= Exercise instructions =
Update the items below so that every "Sample output" becomes "Format example", leaving everything else unchanged. Leave the pictures out of your answer.

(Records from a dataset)
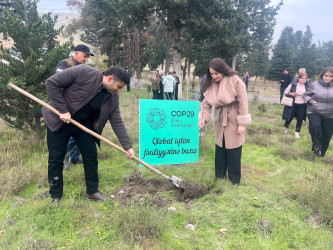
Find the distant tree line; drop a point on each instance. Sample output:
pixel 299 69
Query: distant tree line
pixel 31 60
pixel 136 33
pixel 295 50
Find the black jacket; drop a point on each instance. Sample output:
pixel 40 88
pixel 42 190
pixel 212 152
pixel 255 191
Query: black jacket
pixel 287 80
pixel 73 88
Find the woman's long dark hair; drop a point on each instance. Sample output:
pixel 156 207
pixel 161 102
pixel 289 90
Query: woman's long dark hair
pixel 328 69
pixel 220 66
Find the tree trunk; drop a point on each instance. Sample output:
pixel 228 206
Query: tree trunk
pixel 234 59
pixel 188 78
pixel 175 24
pixel 167 47
pixel 37 128
pixel 184 69
pixel 128 52
pixel 137 59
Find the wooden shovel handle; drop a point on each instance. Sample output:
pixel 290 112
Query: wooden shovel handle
pixel 87 130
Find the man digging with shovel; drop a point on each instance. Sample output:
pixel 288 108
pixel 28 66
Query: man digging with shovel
pixel 87 95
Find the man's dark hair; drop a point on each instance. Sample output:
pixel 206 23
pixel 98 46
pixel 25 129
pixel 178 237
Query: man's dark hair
pixel 119 73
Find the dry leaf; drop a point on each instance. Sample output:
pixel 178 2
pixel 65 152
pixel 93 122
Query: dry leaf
pixel 69 244
pixel 223 230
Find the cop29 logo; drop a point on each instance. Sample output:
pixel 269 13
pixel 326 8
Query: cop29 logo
pixel 156 118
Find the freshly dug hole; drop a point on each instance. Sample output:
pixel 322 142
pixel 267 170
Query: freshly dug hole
pixel 138 187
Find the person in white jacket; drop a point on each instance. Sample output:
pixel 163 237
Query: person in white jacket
pixel 169 84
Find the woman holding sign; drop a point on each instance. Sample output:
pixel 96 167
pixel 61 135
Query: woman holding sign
pixel 224 90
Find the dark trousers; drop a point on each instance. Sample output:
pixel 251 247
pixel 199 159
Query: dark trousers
pixel 321 130
pixel 176 92
pixel 72 151
pixel 228 159
pixel 298 112
pixel 156 94
pixel 282 89
pixel 57 142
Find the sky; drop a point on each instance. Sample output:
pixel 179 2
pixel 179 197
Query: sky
pixel 295 13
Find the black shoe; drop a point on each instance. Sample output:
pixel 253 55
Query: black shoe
pixel 96 197
pixel 55 202
pixel 67 165
pixel 77 161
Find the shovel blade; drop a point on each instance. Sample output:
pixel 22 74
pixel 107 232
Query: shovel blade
pixel 176 180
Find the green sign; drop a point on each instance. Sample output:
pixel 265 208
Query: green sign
pixel 169 132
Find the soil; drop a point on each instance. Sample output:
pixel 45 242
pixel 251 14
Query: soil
pixel 139 187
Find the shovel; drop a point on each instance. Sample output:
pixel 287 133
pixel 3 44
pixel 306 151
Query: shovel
pixel 174 179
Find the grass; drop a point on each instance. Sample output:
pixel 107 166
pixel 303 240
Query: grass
pixel 284 200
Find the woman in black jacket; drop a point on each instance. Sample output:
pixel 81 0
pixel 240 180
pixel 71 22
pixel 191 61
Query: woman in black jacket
pixel 319 100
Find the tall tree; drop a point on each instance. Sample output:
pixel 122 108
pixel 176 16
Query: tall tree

= Expected output =
Find the distant tree line; drop a point on each instance. Format example:
pixel 299 69
Query: distant tree line
pixel 31 60
pixel 136 33
pixel 295 50
Find the black jacket; drop a point on each instance. Format example:
pixel 40 88
pixel 42 190
pixel 212 152
pixel 255 191
Query: black jacket
pixel 287 80
pixel 73 88
Find the woman's long dark hair; drop a point on each instance. Format example:
pixel 156 207
pixel 161 102
pixel 289 90
Query: woman's long dark hair
pixel 328 69
pixel 220 66
Find the tree trunk; drop a point on each instance. Format example:
pixel 228 206
Query: tree trunk
pixel 234 59
pixel 188 78
pixel 175 24
pixel 167 47
pixel 37 128
pixel 184 69
pixel 128 52
pixel 137 59
Find the wooden shovel handle; drop a point on each instance. Format example:
pixel 290 112
Query: wooden shovel handle
pixel 87 130
Find the man digging with shovel; drop a point on each instance. Format example:
pixel 288 108
pixel 28 66
Query: man digging with shovel
pixel 87 95
Find the man's dark hair; drop a point on each instance. Format example:
pixel 206 23
pixel 98 46
pixel 25 129
pixel 178 237
Query: man's dark hair
pixel 119 73
Find the dry leaf; drop a point on each instance. Format example:
pixel 178 2
pixel 65 152
pixel 93 122
Query: dry leaf
pixel 69 244
pixel 223 230
Find the cop29 logo; drop a point on each instance. Format example:
pixel 269 13
pixel 326 8
Query: cop29 logo
pixel 156 118
Find the freshly dug hole; drop a point on each instance. Format example:
pixel 322 142
pixel 267 170
Query: freshly dug hole
pixel 138 187
Find the person in white jacket; drop a point on each instance. Format example:
pixel 163 237
Query: person in white jacket
pixel 169 84
Find the woman holding sign; drop a point on each instance. Format example:
pixel 96 167
pixel 61 135
Query: woman holding sign
pixel 224 90
Find the dark trousers; drop a point on each instance. Format example:
pixel 251 247
pixel 199 159
Query: dark trousers
pixel 321 130
pixel 176 92
pixel 72 151
pixel 228 159
pixel 298 112
pixel 156 94
pixel 282 89
pixel 57 142
Find the sky; drop a point on each instance. Format example:
pixel 179 2
pixel 179 197
Query: sky
pixel 295 13
Find the black shoe; drop a point on each instance. Format example:
pixel 253 55
Query: black shoe
pixel 96 197
pixel 55 202
pixel 67 165
pixel 77 161
Find the shovel blade; drop a point on each instance. Format example:
pixel 22 74
pixel 107 232
Query: shovel blade
pixel 176 180
Find the green sign; drop a point on each instance. Format example:
pixel 265 208
Query: green sign
pixel 169 132
Find the soil; drop a point on each instance. Format example:
pixel 45 242
pixel 251 14
Query: soil
pixel 139 187
Find the shovel; drop a point on each instance. Format example:
pixel 287 133
pixel 3 44
pixel 306 151
Query: shovel
pixel 174 179
Find the grass; drop a point on each instance. Format example:
pixel 107 166
pixel 303 240
Query: grass
pixel 284 200
Find the woman in black jacket; drop a point on each instance. Format example:
pixel 81 0
pixel 240 180
pixel 71 22
pixel 191 61
Query: woman in black jacket
pixel 319 100
Find the tall tree; drop a point on each instance. Format example:
pixel 122 108
pixel 176 16
Query: tall tree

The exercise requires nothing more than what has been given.